What needs to be done. Only one stretch of the data below is wanted: the lines from the one with "Target: metal roof rack" through the one with "Annotate the paved", repeated exactly.

Natural language region descriptions
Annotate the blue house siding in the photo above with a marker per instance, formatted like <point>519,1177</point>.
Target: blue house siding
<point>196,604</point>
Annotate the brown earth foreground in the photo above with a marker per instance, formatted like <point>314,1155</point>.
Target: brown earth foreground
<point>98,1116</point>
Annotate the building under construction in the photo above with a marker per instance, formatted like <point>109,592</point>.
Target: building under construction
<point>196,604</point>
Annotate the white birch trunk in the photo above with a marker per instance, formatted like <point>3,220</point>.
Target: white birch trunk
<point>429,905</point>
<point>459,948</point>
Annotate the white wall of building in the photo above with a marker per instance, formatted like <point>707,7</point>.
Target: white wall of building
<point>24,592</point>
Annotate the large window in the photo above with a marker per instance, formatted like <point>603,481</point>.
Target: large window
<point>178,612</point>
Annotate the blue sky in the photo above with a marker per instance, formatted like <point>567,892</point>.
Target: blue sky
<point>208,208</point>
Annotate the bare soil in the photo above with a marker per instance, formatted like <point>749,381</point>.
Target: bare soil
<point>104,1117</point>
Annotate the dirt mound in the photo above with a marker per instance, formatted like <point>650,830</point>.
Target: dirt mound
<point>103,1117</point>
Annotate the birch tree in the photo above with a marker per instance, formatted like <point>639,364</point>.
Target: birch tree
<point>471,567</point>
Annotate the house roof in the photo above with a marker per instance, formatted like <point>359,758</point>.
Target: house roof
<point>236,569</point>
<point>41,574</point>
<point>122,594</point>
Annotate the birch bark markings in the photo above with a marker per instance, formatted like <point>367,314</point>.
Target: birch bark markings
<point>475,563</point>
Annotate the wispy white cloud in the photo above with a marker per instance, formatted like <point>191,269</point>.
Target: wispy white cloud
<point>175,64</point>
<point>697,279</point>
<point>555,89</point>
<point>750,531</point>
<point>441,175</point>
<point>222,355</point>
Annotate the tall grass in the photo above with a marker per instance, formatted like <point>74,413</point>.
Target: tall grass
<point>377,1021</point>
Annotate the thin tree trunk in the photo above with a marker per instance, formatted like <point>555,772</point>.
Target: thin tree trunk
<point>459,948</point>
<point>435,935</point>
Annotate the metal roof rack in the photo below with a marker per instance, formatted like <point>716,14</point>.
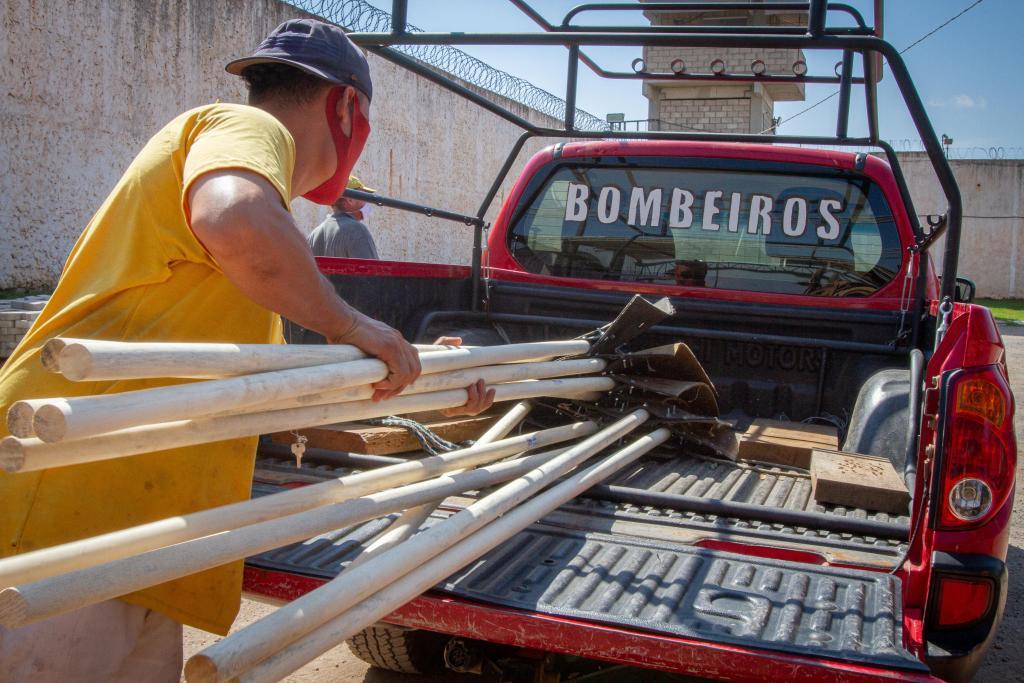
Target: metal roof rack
<point>856,38</point>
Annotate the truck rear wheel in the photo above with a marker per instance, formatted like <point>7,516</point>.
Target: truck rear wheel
<point>403,650</point>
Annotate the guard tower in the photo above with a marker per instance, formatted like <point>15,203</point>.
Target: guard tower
<point>720,107</point>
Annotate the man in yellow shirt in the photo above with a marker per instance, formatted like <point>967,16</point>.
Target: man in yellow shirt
<point>196,243</point>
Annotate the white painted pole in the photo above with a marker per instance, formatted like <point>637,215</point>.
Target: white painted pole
<point>410,521</point>
<point>74,418</point>
<point>19,417</point>
<point>32,454</point>
<point>94,359</point>
<point>42,599</point>
<point>426,575</point>
<point>244,649</point>
<point>135,540</point>
<point>508,422</point>
<point>456,379</point>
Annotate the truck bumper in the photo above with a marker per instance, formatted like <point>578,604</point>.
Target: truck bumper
<point>955,653</point>
<point>586,639</point>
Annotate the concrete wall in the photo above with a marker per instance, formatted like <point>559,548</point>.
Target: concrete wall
<point>84,84</point>
<point>992,242</point>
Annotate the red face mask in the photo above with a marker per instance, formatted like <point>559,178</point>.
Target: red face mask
<point>348,150</point>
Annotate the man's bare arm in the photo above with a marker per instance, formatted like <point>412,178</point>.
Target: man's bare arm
<point>239,217</point>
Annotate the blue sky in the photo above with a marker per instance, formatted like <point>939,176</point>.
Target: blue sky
<point>968,74</point>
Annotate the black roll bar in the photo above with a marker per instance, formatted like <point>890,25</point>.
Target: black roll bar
<point>817,36</point>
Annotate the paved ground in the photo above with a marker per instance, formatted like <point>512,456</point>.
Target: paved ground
<point>1006,660</point>
<point>1004,664</point>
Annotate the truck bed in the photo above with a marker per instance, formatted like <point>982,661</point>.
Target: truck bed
<point>660,570</point>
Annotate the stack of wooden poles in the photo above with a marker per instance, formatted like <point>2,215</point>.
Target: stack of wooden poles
<point>252,389</point>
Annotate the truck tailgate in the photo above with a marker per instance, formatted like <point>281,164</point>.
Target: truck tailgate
<point>642,568</point>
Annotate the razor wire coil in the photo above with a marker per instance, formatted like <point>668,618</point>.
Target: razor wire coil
<point>358,15</point>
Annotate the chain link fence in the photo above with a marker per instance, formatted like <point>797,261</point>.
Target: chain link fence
<point>360,16</point>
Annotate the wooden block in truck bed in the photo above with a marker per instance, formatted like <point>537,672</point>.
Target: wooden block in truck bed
<point>856,480</point>
<point>358,437</point>
<point>785,442</point>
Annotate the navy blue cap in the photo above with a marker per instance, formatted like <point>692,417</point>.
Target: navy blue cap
<point>315,47</point>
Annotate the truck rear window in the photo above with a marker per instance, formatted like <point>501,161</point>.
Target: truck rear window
<point>783,232</point>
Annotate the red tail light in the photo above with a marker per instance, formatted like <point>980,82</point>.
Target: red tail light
<point>962,601</point>
<point>980,451</point>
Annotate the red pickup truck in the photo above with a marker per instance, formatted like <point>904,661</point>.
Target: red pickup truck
<point>803,283</point>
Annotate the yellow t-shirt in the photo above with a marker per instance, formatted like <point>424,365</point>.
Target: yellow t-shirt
<point>138,273</point>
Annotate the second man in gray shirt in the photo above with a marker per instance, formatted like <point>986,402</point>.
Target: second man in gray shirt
<point>342,233</point>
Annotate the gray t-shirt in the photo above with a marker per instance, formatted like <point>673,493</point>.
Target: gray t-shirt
<point>342,236</point>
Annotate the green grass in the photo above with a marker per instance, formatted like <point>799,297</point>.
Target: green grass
<point>1005,309</point>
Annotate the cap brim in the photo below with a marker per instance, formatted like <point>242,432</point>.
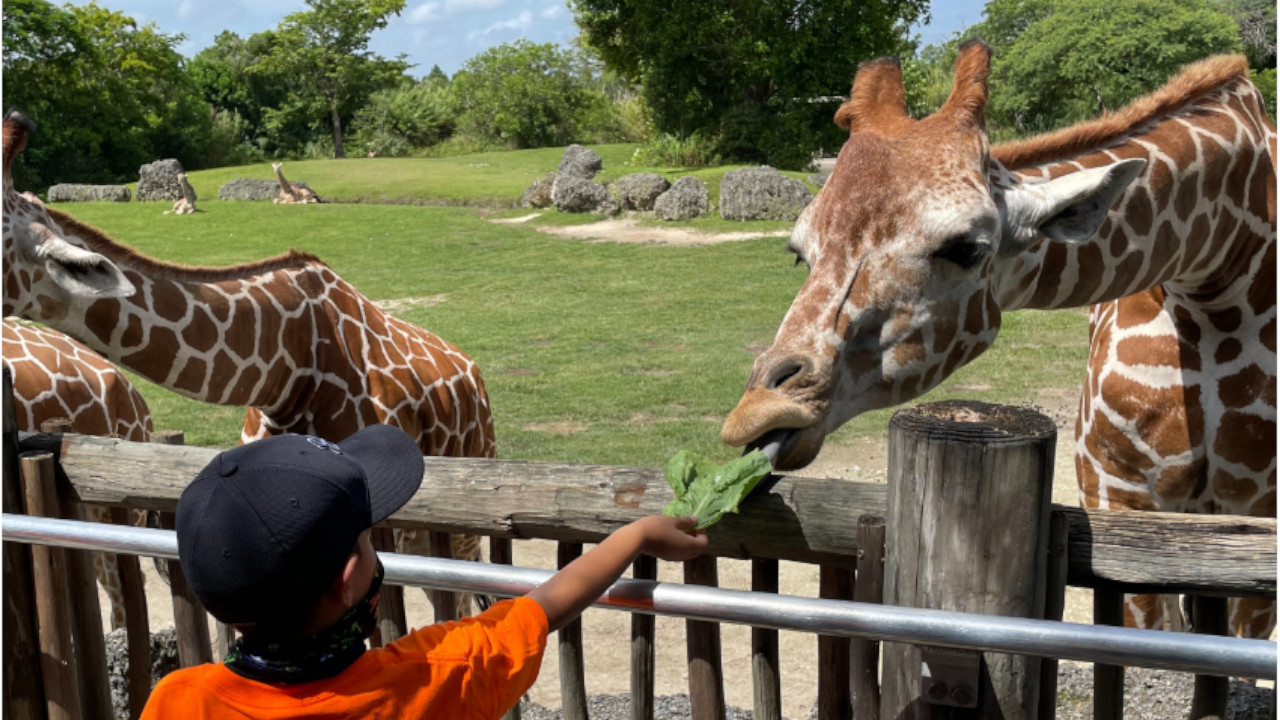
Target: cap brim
<point>392,463</point>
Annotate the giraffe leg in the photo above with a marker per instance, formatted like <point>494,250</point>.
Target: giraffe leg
<point>1144,611</point>
<point>105,568</point>
<point>465,547</point>
<point>1252,616</point>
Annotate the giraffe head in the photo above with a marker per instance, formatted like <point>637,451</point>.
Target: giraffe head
<point>904,245</point>
<point>46,270</point>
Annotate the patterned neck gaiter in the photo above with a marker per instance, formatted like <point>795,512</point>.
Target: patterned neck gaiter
<point>314,657</point>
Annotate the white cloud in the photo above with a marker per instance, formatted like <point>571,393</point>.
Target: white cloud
<point>425,13</point>
<point>469,5</point>
<point>520,22</point>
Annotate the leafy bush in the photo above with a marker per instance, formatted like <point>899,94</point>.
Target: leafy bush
<point>227,142</point>
<point>670,151</point>
<point>412,115</point>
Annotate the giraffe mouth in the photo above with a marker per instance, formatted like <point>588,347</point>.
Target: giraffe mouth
<point>790,449</point>
<point>775,443</point>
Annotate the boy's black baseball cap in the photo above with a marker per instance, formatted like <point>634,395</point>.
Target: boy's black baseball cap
<point>265,528</point>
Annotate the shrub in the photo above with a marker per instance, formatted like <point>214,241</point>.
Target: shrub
<point>671,151</point>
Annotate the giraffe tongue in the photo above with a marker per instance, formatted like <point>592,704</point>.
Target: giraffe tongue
<point>773,443</point>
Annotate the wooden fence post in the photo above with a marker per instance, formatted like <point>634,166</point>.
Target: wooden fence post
<point>833,698</point>
<point>23,686</point>
<point>968,510</point>
<point>1208,700</point>
<point>705,673</point>
<point>864,652</point>
<point>766,673</point>
<point>190,620</point>
<point>53,607</point>
<point>643,660</point>
<point>570,648</point>
<point>501,552</point>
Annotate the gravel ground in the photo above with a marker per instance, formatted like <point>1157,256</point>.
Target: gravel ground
<point>1150,695</point>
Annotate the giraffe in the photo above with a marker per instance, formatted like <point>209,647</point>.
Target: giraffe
<point>1161,217</point>
<point>289,192</point>
<point>286,336</point>
<point>54,377</point>
<point>186,204</point>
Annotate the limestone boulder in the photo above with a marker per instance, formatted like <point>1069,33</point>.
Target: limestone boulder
<point>164,660</point>
<point>539,195</point>
<point>159,181</point>
<point>580,195</point>
<point>762,194</point>
<point>639,191</point>
<point>254,190</point>
<point>688,199</point>
<point>72,192</point>
<point>579,162</point>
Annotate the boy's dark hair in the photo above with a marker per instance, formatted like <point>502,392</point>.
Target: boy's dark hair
<point>266,527</point>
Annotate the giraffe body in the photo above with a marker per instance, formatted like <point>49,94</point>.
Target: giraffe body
<point>287,337</point>
<point>54,377</point>
<point>1161,217</point>
<point>289,192</point>
<point>186,204</point>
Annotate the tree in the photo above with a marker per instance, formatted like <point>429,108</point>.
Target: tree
<point>323,54</point>
<point>106,94</point>
<point>1095,55</point>
<point>522,94</point>
<point>750,72</point>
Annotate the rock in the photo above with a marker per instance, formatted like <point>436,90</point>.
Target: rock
<point>762,194</point>
<point>688,199</point>
<point>640,190</point>
<point>579,162</point>
<point>539,195</point>
<point>159,181</point>
<point>252,188</point>
<point>72,192</point>
<point>164,660</point>
<point>579,195</point>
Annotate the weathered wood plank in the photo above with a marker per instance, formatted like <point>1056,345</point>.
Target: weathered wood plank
<point>787,518</point>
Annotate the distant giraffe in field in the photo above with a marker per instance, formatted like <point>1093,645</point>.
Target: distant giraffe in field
<point>287,337</point>
<point>289,192</point>
<point>56,378</point>
<point>1161,215</point>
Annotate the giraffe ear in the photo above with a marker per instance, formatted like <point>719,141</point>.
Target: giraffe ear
<point>1068,209</point>
<point>81,273</point>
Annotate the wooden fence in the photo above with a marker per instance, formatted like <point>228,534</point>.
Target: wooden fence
<point>942,460</point>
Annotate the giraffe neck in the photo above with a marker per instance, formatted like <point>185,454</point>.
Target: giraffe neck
<point>1194,222</point>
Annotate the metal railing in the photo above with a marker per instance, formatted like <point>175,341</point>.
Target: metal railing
<point>1091,643</point>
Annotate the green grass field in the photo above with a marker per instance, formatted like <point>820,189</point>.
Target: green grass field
<point>592,352</point>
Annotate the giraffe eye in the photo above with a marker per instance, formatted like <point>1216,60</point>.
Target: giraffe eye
<point>963,251</point>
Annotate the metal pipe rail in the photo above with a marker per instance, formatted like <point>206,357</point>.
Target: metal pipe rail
<point>1206,655</point>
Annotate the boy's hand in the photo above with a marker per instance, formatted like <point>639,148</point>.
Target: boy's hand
<point>671,538</point>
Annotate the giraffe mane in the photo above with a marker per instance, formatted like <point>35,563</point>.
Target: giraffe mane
<point>1189,85</point>
<point>97,241</point>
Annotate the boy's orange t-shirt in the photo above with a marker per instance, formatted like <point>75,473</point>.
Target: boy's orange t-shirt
<point>476,668</point>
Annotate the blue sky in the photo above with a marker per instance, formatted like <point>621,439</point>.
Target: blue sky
<point>430,32</point>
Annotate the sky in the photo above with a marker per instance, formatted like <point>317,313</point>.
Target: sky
<point>430,32</point>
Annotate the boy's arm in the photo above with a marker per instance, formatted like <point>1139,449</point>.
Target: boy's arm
<point>585,579</point>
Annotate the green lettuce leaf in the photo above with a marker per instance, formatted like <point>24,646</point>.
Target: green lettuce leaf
<point>708,491</point>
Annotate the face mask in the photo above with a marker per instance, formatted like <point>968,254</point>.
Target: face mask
<point>312,657</point>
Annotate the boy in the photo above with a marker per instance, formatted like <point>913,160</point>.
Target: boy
<point>274,540</point>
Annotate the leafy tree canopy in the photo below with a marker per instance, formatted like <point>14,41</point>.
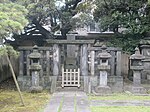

Result.
Target: metal roof rack
<point>856,38</point>
Annotate the truck rear wheel in the photo above with a marker per instance, formatted like <point>7,516</point>.
Target: truck rear wheel
<point>403,650</point>
Annotate the guard tower in the photo above with a marker per instance, formatted like <point>15,203</point>.
Target: guard tower
<point>720,107</point>
Annotate the man in yellow shirt in the photo above with a marker per instance, formatted like <point>967,16</point>.
Target: man in yellow shirt
<point>196,243</point>
Annotate the white painted pole in the photo above with a marker per instance, formatted like <point>637,215</point>.
Target: white painted pole
<point>410,521</point>
<point>74,418</point>
<point>19,417</point>
<point>32,454</point>
<point>94,359</point>
<point>42,599</point>
<point>426,575</point>
<point>244,649</point>
<point>135,540</point>
<point>508,422</point>
<point>456,379</point>
Annotate the truck bumper in the photo above with a marker per instance, formatted like <point>578,604</point>.
Target: truck bumper
<point>955,653</point>
<point>586,639</point>
Annotate the concrete wall in the photo above with a marker per instance, formatted like <point>559,548</point>.
Target: concrete wall
<point>84,84</point>
<point>992,242</point>
Annotate the red face mask in the photo above with a marker per instance, formatted like <point>559,178</point>.
Target: red face mask
<point>348,150</point>
Annotate the man's bare arm in the photo above with a marker per instance, formatted like <point>412,178</point>.
Target: man's bare arm
<point>239,217</point>
Annotate the blue sky in the photo above with a marker per instance, formatted like <point>939,176</point>.
Target: blue sky
<point>968,74</point>
Annotate the black roll bar in the photo above with a marker per instance, formatted like <point>890,25</point>.
Target: black roll bar
<point>817,36</point>
Annotate the paved ground in the photo above with a marker per instance, formatted like <point>512,456</point>.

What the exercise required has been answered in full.